◆ Exercise A:
According to the page text, which company purchased WITI in 1958?
◆ Exercise B:
Transcribe the part of the page text starting at "The tower was built" and ending at "everyday consumer use.".

◆ Page text:
Start of Block
The tower was built after FCC relaxed earlier tight guidelines on station co-location as the various characteristics of the signal ranges for VHF television and FM signals were shown in everyday consumer use.

In 1956, WITI came to the air as an independent station, but had to deal with interference issues with two other channel 6 stations in adjacent states while trying to come on the air. The most obvious issue involved WJIM-TV in Lansing, Michigan. Television stations in western and central Michigan are subject to tropospheric propagation, along with the flat waters of Lake Michigan effectively allowing the western signal radius of those stations to be amplified across the lake and into the communities along the lake's western shore in eastern Wisconsin and Illinois (and vice versa those stations into Michigan), causing interference between the two stations that did not exist with the market's other stations. WTMJ-TV broadcast on channel 4, with the nearest adjacent channel 4 being WWJ-TV in Detroit, while WISN-TV's channel 12 was unfettered for two more years before Flint, Michigan's WJRT-TV came on the air. The FCC also cited that WOC-TV of Davenport, Iowa had some interference from WITI in small portions of their own market area (another station in the Quad Cities region, WHBF-TV, also broadcast on channel 4, which later forced a shift in Chicago and Milwaukee's channel plans in 1953 due to Chicago's channel 4 causing havoc with several adjacent markets, including the Quad Cities and Kalamazoo, Michigan; this included WTMJ-TV moving from channel 3 to channel 4, and Chicago's channel 4 to shift over to channel 2, today's WBBM-TV).

As such, WITI thus launched being licensed to the North Shore suburb of Whitefish Bay, with a tower located in Ozaukee County in the then-Town of Mequon to address the Lansing and Davenport interference issues. This proved disadvantageous to WITI because viewers in the area had to aim their antennas more northward or northeastward to receive WITI, where the city's other stations were centrally located north of downtown. In 1958, WITI would be purchased by Storer Broadcasting and would acquire the market's CBS affiliation in 1959, then switched to ABC in 1961, with that affiliate switch partially due to WISN-TV (channel 12)'s more central signal. The station would continue to campaign the FCC to relocate its city of license to Milwaukee, along with its transmitter site, and finally was successful in doing so in 1962. However, the appropriate area to build the tower was Milwaukee's north side (as the south side's Mitchell International Airport prevented any location of broadcast towers in that area), and with most of the prime in-city sites already taken by other radio and television stations, WITI would instead be required to locate the tower in a nearby suburb just outside the Milwaukee city limits.
End of Block
◆ Extracted entries:
Start of Block
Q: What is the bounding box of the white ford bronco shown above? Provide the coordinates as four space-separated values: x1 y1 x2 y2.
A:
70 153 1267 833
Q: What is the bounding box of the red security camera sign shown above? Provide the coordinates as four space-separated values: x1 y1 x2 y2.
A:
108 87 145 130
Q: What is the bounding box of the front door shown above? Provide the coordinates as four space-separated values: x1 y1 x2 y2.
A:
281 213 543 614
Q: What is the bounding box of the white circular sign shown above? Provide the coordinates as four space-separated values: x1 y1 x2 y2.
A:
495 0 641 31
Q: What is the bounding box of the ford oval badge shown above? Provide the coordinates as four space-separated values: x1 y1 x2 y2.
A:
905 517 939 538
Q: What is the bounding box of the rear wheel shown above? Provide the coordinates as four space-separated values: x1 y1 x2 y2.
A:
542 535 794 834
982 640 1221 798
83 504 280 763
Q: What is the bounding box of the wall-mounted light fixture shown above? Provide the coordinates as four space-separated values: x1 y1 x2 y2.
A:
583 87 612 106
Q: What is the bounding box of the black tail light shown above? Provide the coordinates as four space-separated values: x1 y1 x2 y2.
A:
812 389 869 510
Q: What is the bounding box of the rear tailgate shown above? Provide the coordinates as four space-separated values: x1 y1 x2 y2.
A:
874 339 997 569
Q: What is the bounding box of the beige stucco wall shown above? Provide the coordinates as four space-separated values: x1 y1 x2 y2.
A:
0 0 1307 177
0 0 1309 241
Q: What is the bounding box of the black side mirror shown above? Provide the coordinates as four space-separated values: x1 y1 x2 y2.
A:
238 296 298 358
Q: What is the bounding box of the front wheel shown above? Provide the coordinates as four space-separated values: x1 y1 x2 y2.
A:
End of Block
◆ Expected answer A:
Storer Broadcasting

◆ Expected answer B:
The tower was built after FCC relaxed earlier tight guidelines on station co-location as the various characteristics of the signal ranges for VHF television and FM signals were shown in everyday consumer use.